--- PASSAGE ---

The financial sciences agree that the current unrestrained multiplication of money, credit multiplication and debt explosion must destroy the value of money in the medium or long term. Actually an inflation of 5 to 10 % should have occurred long ago. But so far it has been prevented with a worldwide counter policy (inflation backlog) by zero interest rates of the central banks, unrestrained financing of highly indebted states and companies by these very central banks and by “rescue packages” in the trillions, even by – according to the understanding of high finance – “perpetual loans” (Soros), which are never to be repaid.
At some point, however, like in a dammed river, masses of continuously inflowing water will wash over every dam. The same is true for the flooding of money and the inflation dam that has worked so far. We only know that eventually, the inflation backlog will no longer stay intact. We do not know when this will be the case.
At the latest when people realise how (their) money is being devaluated by multiplication, they will react: they will try to exchange their money for material assets, thereby increasing the velocity of circulation of money once again and in this way accelerating the inflation process ever more (up to a galloping inflation).
The real estate bubble and the stock market peaks as well as the rising gold price are already signs that clever investors are fleeing from money into tangible assets. Gold brings security, but no interest. The ongoing devaluation of money will therefore cause the price of gold to rise further – but only as a “flight currency”, not as a yield investment.

---

TASK LIST =
**1)** According to the passage on inflation, what rate of inflation should have occurred long ago?
**2)** Rescale the rows below by reproducing every line, requests included, with each coordinate in the answers multiplied by 1.2 and rounded to a whole number, halves rounding up. Leave the requests unchanged.

--- SUPPLIED DATA ---

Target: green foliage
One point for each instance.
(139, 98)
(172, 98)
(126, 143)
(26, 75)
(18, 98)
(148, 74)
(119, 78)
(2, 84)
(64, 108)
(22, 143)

---

RESPONSE LIST =
**1)** An inflation of 5 to 10 %.

**2)**
Target: green foliage
One point for each instance.
(167, 118)
(206, 118)
(151, 172)
(31, 90)
(22, 118)
(178, 89)
(143, 94)
(2, 101)
(77, 130)
(26, 172)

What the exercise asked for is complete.